### Extrait
########

On croit généralement que mentir, c’est dire quelque chose de faux; or c’est beaucoup plus complexe que ça, comme nous allons le voir aujourd’hui. On croit même que “Le mensonge est le contraire de la vérité”. Mais on doit admettre qu’on ne sait pas vraiment ce qu’est la vérité. De plus vérité et mensonge varient selon les époques, ce qui fait que ce qui a déjà été vrai est peut-être faux aujourd’hui. Alors, on n’est pas plus avancé.
Tout ça suppose qu’il y a une telle relativité/interdépendance entre vérité et mensonge qu’on ne sait pas vraiment si telle ou telle chose est vraie ou fausse (parfois c’est vrai et parfois non). Il en découle qu’il est IMPOSSIBLE de porter un jugement sur qui que ce soit puisque ce qui est vrai pour moi n’est pas nécessairement vrai pour lui (en d’autres mots, ce qui est faux pour soi est peut-être vrai pour quelqu’un d’autre).
Il faut savoir qu’il y a deux sortes de mensonges: le “vrai” mensonge (c.a.d. le mensonge philosophique) et celui que j’appelle le mensonge “social”. Aujourd’hui je ne parlerai que du mensonge social. Le but du mensonge social est double: pour mettre l’autre en valeur, ou pour se mettre en valeur; autrement dit ou bien je veux faire plaisir à l’autre ou bien je veux lui plaire (ou ne pas lui déplaire), tous deux faisant partie des interactions sociales normales. Le dicton qui dit que “Toute vérité n’est pas bonne à dire” fait allusion au mensonge social.
Bien que le mensonge ne soit pas bien vu, on peut dire que tout le monde ment, tous les jours, et ce depuis un très jeune âge; c’est donc une chose NORMALE, et personne ne pourrait vivre sans mentir. En fait si hypothétiquement le monde était complètement vrai, sans aucune trace de mensonge nulle part, ce serait un monde très insupportable. Alors, inutile de se confesser au prêtre, “Mon père, je m’accuse d’avoir menti”: TOUT LE MONDE MENT, ce qui ne serait pas normal, c’est de ne jamais mentir.

########

### Données enregistrées
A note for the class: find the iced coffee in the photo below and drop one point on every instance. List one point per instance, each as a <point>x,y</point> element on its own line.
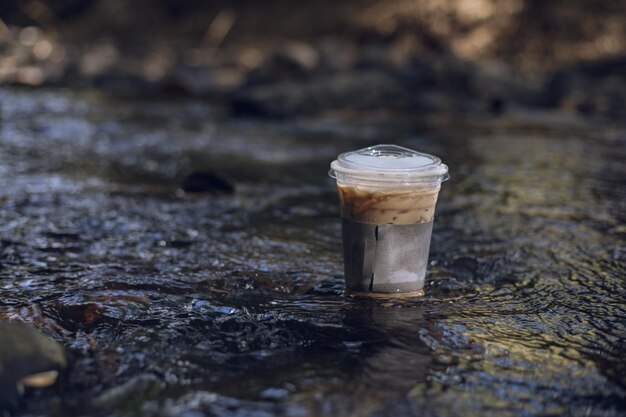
<point>388,195</point>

########

Recopiez fidèlement le texte sur le mensonge, depuis « Bien que le » jusqu'à « ne jamais mentir. » inclus. Appuyez-vous uniquement sur le texte sur le mensonge.

Bien que le mensonge ne soit pas bien vu, on peut dire que tout le monde ment, tous les jours, et ce depuis un très jeune âge; c’est donc une chose NORMALE, et personne ne pourrait vivre sans mentir. En fait si hypothétiquement le monde était complètement vrai, sans aucune trace de mensonge nulle part, ce serait un monde très insupportable. Alors, inutile de se confesser au prêtre, “Mon père, je m’accuse d’avoir menti”: TOUT LE MONDE MENT, ce qui ne serait pas normal, c’est de ne jamais mentir.